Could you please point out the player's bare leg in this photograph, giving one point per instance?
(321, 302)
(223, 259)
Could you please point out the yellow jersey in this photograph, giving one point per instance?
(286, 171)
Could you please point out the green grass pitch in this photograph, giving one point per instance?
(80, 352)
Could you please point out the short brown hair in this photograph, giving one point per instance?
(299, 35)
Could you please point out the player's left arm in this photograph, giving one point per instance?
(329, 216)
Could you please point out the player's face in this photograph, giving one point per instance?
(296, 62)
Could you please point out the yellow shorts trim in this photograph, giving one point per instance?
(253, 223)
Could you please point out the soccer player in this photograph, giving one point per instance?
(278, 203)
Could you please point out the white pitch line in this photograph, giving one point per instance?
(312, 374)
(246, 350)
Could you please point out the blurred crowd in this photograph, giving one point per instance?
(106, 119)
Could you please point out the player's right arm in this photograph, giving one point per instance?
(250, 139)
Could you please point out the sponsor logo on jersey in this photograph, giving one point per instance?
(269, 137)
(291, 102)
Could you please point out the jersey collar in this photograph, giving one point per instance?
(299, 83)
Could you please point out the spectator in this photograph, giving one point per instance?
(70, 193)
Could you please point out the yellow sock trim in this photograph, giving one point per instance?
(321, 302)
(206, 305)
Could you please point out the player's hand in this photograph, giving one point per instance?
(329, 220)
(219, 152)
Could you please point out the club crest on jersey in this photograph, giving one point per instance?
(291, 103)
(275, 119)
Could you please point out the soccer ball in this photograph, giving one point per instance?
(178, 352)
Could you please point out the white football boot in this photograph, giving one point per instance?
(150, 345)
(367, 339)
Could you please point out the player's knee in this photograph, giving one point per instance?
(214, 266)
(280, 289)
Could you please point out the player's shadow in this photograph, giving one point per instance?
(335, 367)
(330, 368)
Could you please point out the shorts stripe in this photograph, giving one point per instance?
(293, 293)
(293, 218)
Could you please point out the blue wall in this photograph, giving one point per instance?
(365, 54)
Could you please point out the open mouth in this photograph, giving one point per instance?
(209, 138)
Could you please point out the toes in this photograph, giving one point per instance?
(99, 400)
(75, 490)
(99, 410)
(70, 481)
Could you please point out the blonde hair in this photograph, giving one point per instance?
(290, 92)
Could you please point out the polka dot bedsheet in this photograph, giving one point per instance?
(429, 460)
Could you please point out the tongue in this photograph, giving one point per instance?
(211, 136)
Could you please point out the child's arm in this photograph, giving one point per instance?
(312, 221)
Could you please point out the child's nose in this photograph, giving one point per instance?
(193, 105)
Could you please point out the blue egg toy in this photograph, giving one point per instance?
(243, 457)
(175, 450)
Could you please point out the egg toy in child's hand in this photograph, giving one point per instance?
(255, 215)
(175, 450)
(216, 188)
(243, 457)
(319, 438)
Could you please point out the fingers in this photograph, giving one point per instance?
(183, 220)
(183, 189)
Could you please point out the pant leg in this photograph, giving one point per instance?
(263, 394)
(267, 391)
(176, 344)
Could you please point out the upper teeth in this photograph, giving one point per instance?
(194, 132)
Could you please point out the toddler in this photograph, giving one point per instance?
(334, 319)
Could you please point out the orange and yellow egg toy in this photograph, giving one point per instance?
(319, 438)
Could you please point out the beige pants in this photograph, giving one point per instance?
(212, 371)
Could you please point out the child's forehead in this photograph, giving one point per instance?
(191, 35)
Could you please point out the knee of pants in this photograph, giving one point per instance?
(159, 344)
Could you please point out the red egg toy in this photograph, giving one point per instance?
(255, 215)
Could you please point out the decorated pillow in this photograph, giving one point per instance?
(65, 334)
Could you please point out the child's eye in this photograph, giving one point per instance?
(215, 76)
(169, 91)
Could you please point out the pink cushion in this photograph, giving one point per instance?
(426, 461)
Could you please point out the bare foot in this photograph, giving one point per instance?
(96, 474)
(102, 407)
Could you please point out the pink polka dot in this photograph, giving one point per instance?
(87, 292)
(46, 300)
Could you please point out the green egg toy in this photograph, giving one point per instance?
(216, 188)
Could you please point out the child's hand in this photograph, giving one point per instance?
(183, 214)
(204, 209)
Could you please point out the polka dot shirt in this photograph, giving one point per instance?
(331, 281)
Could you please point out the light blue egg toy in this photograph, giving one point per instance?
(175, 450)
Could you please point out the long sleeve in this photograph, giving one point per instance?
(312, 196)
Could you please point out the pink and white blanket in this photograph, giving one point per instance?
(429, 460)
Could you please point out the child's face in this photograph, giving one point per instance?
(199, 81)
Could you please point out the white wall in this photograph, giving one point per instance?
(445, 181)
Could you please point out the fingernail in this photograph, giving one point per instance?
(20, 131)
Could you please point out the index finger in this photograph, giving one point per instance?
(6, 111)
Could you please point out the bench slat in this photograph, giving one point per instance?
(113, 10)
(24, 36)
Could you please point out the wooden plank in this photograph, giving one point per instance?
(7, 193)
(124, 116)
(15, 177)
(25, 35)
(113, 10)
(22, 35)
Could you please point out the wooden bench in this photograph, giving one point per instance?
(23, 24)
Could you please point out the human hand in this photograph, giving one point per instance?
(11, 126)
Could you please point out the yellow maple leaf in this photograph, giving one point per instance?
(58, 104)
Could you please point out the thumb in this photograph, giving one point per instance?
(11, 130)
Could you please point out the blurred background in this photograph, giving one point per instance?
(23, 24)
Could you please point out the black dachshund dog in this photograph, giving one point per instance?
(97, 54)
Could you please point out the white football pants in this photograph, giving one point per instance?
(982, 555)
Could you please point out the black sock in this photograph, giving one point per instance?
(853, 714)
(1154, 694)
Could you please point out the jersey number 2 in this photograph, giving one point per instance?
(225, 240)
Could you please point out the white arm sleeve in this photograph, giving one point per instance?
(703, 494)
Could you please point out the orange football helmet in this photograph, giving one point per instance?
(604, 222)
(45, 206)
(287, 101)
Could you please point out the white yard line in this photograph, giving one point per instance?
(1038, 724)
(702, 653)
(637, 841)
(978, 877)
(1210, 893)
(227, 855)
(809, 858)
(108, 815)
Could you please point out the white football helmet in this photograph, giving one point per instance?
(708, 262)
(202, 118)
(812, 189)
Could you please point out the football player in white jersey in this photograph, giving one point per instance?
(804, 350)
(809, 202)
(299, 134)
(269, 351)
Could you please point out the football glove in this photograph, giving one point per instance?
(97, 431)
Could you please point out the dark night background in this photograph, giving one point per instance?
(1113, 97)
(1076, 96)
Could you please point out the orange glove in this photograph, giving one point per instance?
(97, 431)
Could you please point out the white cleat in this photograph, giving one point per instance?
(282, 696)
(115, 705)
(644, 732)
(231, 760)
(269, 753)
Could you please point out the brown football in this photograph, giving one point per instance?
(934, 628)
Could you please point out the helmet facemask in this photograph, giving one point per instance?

■ ■ ■ ■ ■

Begin at the line containing "Could you please point out the football glove" and reproduce each line through the end of the records above.

**SOLVED PROBLEM:**
Could you please point out the football glove in this photograph, giving one point per instance?
(97, 431)
Could you please point out the dark night background in this photograph, giving one point per instance?
(1113, 97)
(1076, 96)
Could you please point out the orange glove in this photograph, giving one point per instance?
(97, 431)
Could you please point out the white cleat in this photograph, giving one point per instance?
(282, 696)
(115, 705)
(644, 732)
(231, 760)
(269, 753)
Could you please point out the brown football in this photograph, giving one point per instance?
(934, 628)
Could you please point out the helmet facemask in this photograph, giving one point per instance?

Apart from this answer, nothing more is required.